*Problem statement*
Some lines hold the string "target". Copy all of them from the material that follows.

BEGIN

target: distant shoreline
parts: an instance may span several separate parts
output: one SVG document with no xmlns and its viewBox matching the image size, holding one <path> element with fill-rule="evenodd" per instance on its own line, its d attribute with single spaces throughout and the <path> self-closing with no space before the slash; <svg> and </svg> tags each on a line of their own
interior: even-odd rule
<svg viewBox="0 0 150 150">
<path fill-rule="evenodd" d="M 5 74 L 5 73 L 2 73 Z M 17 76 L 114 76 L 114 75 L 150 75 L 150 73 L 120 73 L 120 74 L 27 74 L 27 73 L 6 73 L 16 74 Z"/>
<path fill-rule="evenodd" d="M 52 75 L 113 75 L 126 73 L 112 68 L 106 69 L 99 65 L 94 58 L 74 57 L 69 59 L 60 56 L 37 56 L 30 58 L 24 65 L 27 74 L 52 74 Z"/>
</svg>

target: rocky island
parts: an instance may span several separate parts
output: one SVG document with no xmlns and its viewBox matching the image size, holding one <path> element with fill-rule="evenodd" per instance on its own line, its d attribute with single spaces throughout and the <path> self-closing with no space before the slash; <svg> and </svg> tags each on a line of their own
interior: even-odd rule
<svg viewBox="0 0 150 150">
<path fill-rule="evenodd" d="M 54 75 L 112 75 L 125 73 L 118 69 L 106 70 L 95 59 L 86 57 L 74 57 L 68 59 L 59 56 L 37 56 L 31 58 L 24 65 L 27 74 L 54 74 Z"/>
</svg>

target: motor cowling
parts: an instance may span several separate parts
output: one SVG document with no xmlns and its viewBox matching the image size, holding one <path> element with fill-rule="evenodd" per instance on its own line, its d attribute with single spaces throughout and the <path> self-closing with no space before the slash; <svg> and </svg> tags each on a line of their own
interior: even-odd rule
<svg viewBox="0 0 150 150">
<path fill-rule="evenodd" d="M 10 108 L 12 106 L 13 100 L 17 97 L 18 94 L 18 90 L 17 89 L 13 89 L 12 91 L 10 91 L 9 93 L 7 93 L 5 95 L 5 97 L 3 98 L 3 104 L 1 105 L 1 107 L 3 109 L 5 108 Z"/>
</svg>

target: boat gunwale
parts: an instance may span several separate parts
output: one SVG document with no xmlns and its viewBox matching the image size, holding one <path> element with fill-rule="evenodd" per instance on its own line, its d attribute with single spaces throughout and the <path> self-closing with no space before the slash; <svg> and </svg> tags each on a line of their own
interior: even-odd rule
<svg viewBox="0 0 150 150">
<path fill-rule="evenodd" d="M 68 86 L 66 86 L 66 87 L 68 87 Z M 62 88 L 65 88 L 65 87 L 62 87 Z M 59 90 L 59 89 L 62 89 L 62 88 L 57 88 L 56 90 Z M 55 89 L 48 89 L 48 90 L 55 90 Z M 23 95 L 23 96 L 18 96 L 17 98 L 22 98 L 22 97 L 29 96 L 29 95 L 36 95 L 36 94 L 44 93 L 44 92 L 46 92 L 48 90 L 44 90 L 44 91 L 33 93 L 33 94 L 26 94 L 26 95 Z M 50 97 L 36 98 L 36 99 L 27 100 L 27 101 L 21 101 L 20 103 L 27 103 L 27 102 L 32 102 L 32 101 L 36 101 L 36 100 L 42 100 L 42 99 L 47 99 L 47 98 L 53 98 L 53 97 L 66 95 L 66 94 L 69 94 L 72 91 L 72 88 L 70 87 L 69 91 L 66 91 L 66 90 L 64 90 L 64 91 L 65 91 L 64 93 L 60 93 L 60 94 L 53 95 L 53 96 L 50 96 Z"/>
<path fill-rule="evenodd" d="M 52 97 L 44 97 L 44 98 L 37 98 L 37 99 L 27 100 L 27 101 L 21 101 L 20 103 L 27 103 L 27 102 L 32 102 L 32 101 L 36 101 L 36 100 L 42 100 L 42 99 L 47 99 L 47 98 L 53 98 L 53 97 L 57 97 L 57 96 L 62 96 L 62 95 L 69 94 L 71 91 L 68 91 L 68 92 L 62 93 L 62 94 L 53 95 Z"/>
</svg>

END

*Reply to the exercise*
target: distant shoreline
target: rocky island
target: motor cowling
target: boat gunwale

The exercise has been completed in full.